--- Excerpted data ---

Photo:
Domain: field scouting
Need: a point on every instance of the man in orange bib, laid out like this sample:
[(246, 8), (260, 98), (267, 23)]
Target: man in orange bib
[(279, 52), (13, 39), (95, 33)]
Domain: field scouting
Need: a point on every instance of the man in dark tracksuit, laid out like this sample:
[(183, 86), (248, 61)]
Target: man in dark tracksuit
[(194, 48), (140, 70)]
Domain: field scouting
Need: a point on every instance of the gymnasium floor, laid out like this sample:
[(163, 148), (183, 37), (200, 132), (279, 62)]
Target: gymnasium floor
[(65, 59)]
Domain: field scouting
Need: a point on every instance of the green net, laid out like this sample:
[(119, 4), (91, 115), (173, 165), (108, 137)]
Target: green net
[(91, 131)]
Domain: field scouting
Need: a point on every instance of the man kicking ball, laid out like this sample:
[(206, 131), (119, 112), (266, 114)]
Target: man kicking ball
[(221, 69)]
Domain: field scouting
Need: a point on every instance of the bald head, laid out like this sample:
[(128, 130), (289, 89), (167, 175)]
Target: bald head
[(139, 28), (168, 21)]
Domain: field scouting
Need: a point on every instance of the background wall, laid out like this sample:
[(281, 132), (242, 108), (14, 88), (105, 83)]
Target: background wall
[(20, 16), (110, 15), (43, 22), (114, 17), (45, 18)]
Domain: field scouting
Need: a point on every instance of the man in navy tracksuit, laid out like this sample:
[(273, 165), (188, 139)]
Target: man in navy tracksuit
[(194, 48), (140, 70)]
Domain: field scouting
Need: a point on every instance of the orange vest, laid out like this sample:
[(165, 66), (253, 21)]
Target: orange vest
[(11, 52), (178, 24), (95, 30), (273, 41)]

---

Task prompt: Could you reproduce all of the rows above word for word, from the first through the last?

Answer below:
Photo:
Domain: field scouting
Need: a point on every instance of the man in orange bib, laid out like this sample:
[(246, 8), (260, 98), (267, 23)]
Target: man in orange bib
[(279, 52), (13, 39), (95, 33)]
Domain: field scouting
Need: a point on every instance of the man in dark tracksuit, laid out like this sample:
[(183, 86), (248, 61)]
Target: man in dark tracksuit
[(194, 48), (140, 70)]
Domain: field scouting
Need: a point on every instance of the gymnasium floor, laid out like this sample:
[(163, 148), (183, 37), (200, 132), (279, 62)]
Target: gymnasium floor
[(65, 59)]
Domain: field scouting
Need: a point on every instance of the green net, laid out like this sample:
[(119, 4), (91, 115), (173, 165), (108, 137)]
Target: green net
[(91, 131)]
Domain: field scouting
Need: a point on every instance of the man kicking ball, laid out like this sample:
[(206, 131), (119, 112), (266, 114)]
Target: man kicking ball
[(221, 69)]
Domain: field scouting
Need: a point on every instance of the bald head, laid out like this sample:
[(128, 130), (289, 89), (167, 175)]
Target: bald head
[(139, 28), (168, 21)]
Domain: field scouting
Need: a point on every instance of the background wall, laid out like this sample:
[(281, 132), (242, 108), (14, 88), (105, 83)]
Target: background wall
[(20, 16), (110, 15), (43, 22), (114, 17), (45, 18)]
Domain: field scouting
Need: a point on every instance of the man in navy tracksuit, laid out like this sample:
[(273, 165), (188, 139)]
Target: man in navy tracksuit
[(194, 48), (140, 70)]
Domain: field scouting
Need: a point on every instance of the orange vest, laid out like this sample:
[(165, 66), (253, 21)]
Target: orange vest
[(11, 52), (178, 24), (95, 30), (273, 41)]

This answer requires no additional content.